(Excerpts of pointing data)
>>
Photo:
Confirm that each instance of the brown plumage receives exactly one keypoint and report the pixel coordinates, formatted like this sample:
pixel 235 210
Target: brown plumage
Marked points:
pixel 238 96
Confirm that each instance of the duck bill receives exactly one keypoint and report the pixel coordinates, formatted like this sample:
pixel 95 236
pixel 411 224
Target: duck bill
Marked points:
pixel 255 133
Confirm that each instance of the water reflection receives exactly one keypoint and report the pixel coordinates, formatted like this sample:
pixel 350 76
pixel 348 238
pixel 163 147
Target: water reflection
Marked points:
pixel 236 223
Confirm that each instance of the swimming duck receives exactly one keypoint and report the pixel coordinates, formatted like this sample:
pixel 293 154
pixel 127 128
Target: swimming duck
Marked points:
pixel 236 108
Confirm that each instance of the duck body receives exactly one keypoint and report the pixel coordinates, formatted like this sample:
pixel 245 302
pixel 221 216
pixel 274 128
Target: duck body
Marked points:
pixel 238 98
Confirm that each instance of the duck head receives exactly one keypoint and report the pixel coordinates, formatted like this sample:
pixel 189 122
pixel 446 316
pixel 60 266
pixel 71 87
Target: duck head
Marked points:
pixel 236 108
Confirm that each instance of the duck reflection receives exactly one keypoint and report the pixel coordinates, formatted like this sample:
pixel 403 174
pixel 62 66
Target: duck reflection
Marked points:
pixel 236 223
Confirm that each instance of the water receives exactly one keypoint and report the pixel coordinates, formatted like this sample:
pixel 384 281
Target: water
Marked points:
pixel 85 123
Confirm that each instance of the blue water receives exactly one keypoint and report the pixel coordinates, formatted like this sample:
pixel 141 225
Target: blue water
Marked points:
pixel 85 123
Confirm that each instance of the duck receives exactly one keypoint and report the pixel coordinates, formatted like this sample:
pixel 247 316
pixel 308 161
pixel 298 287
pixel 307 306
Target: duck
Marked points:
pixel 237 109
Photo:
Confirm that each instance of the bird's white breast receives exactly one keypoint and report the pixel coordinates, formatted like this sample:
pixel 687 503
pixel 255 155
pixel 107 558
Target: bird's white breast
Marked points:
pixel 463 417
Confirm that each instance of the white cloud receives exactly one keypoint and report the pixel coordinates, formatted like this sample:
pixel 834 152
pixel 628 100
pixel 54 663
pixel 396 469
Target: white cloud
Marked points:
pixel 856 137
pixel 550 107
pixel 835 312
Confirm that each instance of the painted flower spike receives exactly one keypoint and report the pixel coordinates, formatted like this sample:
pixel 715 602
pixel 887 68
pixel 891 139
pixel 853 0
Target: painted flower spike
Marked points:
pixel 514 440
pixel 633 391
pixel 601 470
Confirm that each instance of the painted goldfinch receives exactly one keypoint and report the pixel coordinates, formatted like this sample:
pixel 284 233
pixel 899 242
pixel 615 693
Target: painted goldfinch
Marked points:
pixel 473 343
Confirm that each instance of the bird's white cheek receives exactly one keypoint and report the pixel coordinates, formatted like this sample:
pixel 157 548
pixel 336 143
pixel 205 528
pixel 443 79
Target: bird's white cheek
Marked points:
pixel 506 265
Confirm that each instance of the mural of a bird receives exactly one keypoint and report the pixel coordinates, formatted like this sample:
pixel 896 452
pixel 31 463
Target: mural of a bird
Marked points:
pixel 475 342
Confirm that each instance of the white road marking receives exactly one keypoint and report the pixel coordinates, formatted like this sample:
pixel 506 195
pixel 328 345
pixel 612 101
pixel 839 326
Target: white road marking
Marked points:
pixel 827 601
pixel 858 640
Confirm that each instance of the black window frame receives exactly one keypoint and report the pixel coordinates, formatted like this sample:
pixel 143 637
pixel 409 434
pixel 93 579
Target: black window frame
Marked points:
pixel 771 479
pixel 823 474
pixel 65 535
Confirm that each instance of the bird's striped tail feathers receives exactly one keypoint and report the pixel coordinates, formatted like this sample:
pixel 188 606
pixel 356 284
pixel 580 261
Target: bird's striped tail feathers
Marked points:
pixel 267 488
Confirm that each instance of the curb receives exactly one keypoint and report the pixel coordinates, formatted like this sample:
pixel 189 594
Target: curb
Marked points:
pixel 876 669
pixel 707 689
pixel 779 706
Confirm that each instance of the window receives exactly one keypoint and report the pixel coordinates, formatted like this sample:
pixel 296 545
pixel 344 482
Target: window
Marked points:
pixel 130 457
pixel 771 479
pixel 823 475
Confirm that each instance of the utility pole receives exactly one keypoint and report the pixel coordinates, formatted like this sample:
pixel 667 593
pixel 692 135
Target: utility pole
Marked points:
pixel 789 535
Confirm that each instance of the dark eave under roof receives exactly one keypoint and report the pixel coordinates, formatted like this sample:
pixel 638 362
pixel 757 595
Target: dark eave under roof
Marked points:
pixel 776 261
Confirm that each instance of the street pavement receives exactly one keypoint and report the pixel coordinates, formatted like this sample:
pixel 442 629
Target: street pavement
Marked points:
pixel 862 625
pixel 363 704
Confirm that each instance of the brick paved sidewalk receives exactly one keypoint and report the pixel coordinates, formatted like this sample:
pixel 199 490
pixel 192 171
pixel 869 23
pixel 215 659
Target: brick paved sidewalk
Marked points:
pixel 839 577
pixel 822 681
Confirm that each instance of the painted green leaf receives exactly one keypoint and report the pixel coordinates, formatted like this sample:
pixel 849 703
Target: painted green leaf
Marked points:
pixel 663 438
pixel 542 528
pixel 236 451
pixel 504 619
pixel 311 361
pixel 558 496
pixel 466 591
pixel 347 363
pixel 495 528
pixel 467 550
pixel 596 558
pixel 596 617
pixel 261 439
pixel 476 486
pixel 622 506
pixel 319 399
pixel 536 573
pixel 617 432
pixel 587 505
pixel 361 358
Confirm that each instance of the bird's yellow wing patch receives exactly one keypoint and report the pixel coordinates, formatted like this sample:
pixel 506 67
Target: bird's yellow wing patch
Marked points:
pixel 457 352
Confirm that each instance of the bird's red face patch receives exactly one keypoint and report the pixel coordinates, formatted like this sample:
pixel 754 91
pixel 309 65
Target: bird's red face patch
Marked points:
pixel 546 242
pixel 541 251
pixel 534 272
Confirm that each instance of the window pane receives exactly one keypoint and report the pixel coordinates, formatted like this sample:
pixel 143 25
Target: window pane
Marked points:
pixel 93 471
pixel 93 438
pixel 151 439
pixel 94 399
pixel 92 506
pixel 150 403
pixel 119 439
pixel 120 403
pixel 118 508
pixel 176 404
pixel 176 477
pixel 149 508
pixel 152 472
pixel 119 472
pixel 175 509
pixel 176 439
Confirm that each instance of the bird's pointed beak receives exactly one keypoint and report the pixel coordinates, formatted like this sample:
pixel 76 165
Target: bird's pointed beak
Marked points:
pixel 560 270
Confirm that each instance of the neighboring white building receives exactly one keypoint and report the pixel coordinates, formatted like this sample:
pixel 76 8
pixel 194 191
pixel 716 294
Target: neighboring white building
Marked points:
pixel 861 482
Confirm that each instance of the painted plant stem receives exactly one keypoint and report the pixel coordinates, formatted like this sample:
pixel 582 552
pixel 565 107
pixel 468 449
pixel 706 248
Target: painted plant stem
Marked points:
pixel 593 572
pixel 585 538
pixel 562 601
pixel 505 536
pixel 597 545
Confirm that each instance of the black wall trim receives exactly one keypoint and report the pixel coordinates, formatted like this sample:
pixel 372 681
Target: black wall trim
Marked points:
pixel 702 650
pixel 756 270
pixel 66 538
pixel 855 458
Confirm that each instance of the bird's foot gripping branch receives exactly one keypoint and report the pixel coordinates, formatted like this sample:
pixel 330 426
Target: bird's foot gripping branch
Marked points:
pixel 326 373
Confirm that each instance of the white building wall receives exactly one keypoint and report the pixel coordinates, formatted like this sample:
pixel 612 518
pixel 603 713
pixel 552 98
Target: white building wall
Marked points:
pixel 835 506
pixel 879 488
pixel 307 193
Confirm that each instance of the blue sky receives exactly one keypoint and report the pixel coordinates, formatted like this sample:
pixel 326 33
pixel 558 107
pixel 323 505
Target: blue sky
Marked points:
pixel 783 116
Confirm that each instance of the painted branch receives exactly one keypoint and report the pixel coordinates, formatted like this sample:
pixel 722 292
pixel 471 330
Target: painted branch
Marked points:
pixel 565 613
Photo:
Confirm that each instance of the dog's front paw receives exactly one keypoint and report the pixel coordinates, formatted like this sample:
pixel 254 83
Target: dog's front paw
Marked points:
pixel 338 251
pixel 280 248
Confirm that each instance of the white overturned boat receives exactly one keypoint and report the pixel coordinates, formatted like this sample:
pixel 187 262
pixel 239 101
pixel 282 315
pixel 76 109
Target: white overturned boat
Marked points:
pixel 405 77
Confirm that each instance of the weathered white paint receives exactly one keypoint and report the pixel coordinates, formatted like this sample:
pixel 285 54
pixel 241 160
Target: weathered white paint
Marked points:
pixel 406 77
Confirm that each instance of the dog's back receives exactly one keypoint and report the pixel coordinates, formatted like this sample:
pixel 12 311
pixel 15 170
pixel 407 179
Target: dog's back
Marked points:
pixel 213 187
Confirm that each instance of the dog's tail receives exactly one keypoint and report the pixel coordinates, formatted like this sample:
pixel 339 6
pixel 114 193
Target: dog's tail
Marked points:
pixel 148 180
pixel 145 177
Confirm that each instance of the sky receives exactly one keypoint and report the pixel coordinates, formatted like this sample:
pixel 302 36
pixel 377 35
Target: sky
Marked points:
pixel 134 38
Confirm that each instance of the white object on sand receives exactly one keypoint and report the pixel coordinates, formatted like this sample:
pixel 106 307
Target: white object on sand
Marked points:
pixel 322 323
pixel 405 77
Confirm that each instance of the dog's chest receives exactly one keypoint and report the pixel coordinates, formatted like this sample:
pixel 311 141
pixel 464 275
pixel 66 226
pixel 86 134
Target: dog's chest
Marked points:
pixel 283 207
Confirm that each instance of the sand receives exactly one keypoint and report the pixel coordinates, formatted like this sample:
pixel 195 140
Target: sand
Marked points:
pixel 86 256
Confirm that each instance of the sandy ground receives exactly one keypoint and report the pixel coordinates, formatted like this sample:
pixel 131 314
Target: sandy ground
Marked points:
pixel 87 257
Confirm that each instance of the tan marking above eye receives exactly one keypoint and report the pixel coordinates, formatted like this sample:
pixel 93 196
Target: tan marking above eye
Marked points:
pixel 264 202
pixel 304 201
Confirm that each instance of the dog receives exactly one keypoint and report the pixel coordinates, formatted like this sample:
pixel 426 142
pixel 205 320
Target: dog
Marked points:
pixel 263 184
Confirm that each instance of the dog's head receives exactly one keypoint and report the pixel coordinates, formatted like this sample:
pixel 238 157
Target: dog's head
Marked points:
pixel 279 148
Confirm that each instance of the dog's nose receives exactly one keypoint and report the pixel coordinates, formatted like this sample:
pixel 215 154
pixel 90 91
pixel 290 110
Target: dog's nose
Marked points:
<<
> **GOAL**
Extract every line from the one containing "Confirm that each instance of the sandy" to the end of the entries, including both of those lines, exactly as given and with nothing added.

> **CORRECT RESPONSE**
Confirm that each instance of the sandy ground receives exactly one keypoint and report the pixel coordinates, formatted like this sample:
pixel 131 314
Target: sandy ground
Marked points:
pixel 87 257
Confirm that each instance of the tan marking above eye receives exactly one keypoint and report the pixel coordinates, formatted like this sample:
pixel 93 196
Target: tan marking above eye
Marked points:
pixel 264 202
pixel 304 201
Confirm that each instance of the dog receives exactly one keypoint and report the pixel coordinates, formatted like this sample:
pixel 426 142
pixel 205 320
Target: dog
Marked points:
pixel 263 184
Confirm that each instance of the dog's head receives exactly one keypoint and report the pixel coordinates, formatted like this sample:
pixel 238 157
Target: dog's head
Marked points:
pixel 279 148
Confirm that each instance of the dog's nose receives exactly one keypoint and report the pixel coordinates, formatted like this sample:
pixel 215 154
pixel 90 91
pixel 290 110
Target: dog's nose
Marked points:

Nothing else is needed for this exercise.